[Text provided — start]

General characteristics
- Class & type: Niger-class fifth-rate frigate
- Tons burthen: 679.7 bm
- Length: 125 ft (38 m)
- Beam: 35 ft 2 in (10.72 m)
- Depth of hold: 12 ft (3.7 m)
- Sail plan: Full-rigged ship
- Complement: 220
- Armament: Upperdeck: 26 × 12-pounder guns; QD: 4 × 6-pounder guns; Fc: 2 × 6-pounder guns; 12 × ½-pounder swivels;

= HMS Winchelsea (1764) =

Royal Navy frigate

HMS Winchelsea was a 32-gun fifth-rate frigate of the Royal Navy, and was the sixth Royal Navy ship to bear this name (or its archaic form Winchelsey). She was ordered during the Seven Years' War, but completed too late for that conflict. She cost £11,515-18-0d to build.

==Career==

HMS Winchelsea was brought into service in February 1769, under Captain Samuel Goodall and sailed for service to the Mediterranean. In December 1769 she struck rocks off Cádiz, Spain and was severely damaged. Refloated, she was taken in to Gibraltar for repairs. Command was passed to Captain Thomas Wilkinson in June 1771 with the ship remaining at her Mediterranean station.

In June 1775 she was paid off and returned to Sheerness Dockyard to be placed in ordinary.

[Text provided — finish]
[Supplied entries — start]

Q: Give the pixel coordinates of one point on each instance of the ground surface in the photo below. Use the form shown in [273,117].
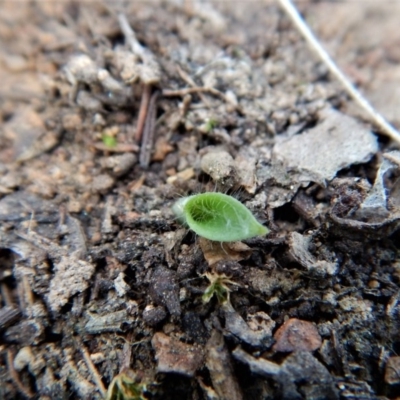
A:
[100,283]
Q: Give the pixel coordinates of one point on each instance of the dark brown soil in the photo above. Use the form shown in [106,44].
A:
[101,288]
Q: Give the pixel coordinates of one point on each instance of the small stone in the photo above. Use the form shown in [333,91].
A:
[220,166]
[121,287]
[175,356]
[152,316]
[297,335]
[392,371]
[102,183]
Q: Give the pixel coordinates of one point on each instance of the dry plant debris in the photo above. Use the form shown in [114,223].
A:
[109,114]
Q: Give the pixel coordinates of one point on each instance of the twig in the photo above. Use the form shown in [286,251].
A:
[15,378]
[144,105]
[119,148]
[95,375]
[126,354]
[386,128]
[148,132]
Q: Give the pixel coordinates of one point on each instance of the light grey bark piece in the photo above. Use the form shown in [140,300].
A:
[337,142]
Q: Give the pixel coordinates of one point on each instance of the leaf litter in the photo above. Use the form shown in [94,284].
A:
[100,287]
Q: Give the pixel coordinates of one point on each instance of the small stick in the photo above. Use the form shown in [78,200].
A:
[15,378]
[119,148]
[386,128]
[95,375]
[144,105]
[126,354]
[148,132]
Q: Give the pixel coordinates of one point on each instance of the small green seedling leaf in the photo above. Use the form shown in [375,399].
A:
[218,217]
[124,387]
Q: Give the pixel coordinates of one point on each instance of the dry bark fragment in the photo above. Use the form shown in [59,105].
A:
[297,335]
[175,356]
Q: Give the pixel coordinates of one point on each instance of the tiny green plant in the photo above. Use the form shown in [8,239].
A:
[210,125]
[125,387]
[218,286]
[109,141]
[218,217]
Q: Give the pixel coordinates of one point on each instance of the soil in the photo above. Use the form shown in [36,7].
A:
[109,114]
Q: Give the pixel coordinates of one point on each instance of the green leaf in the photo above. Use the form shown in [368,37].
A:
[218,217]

[Supplied entries — finish]

**What is needed**
Continue the article on the frigate HMS Winchelsea from its last sentence.

**Response**
She saw later service during the American War of Independence. In December 1776, under command of N. Bateman, she captured the brig Fraiture. Between late December 1776 and early March 1777 she captured the schooners Sally and St. Ann. On 14 May 1777 she captured the brigantine Anne. On 19 May she captured the sloop Lamulant. On 18 August 1777 she captured the polacca, La Providance. She captured the sloops Esprence and Elizabeth, the brig L'Creetia, probably between 12 September and 18 October 1777. She captured the sloop Lidia in early November 1777. She captured the schooner Dorothy on 18 November 1777. She captured St. Joseph between 18 November and 7 December 1777. She captured the sloop Betsy between 7–9 December 1777. She captured the sloops Revenge, Catherine, and the schooner Oxford probably between 5–12 January 1778. She captured the schooner Betsy and sloop Victory probably in late January 1778. On 31 May 1778 she captured an unknown sloop, and possibly privateer Rose, 27 league south of Cape Hatteras.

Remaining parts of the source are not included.